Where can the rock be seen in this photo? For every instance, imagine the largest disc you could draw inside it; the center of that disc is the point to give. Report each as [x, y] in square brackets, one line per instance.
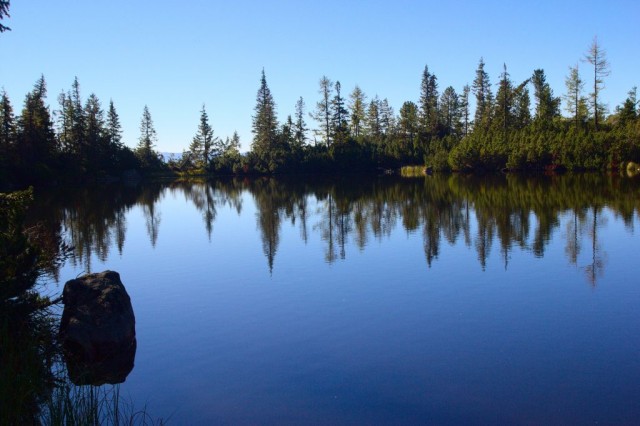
[98, 329]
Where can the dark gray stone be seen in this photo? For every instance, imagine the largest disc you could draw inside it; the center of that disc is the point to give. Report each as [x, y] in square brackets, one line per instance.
[98, 329]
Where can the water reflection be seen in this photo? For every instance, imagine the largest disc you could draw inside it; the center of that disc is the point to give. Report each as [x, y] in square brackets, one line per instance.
[502, 213]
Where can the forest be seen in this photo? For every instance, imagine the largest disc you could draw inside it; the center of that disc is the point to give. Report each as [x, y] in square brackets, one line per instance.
[510, 130]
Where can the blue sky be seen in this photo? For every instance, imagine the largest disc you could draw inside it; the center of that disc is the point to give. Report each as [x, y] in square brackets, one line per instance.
[175, 56]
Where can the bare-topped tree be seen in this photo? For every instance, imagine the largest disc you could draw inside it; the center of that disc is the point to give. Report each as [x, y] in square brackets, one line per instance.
[597, 57]
[4, 11]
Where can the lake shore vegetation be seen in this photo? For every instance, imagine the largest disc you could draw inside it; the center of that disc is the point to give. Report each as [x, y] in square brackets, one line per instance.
[482, 127]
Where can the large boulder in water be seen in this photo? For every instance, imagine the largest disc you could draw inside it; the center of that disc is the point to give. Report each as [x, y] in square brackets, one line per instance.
[98, 329]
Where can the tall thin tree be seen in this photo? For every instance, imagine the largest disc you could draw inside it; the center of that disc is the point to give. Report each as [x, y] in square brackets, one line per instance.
[597, 57]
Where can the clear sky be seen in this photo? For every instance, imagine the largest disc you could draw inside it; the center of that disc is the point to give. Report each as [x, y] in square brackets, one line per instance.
[175, 56]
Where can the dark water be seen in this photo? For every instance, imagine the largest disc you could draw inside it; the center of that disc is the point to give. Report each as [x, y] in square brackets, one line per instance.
···
Please quote nothing but the lines from the line with "Where can the tall" through the end of the data above, exactly as written, ends included.

Where can the tall thin tree be seen in this photo? For every instance, imagine the largest disc you could draw inside it; the center of that disc is the point to give. Report each as [x, y] in square brackets, one line per instance.
[597, 57]
Where can the clear sky be seen in this photo? For every instance, imagine the largest disc you could draw inside it; the center of that disc is the point to give. Report each as [x, y] in square brackets, one line per instance.
[175, 56]
Where can the dark water be seen in this photo? For every instance, imagine the largest disc you could draw inside it; the center of that disc is the point to give. Report each as [x, y] in square brackets, one line per instance.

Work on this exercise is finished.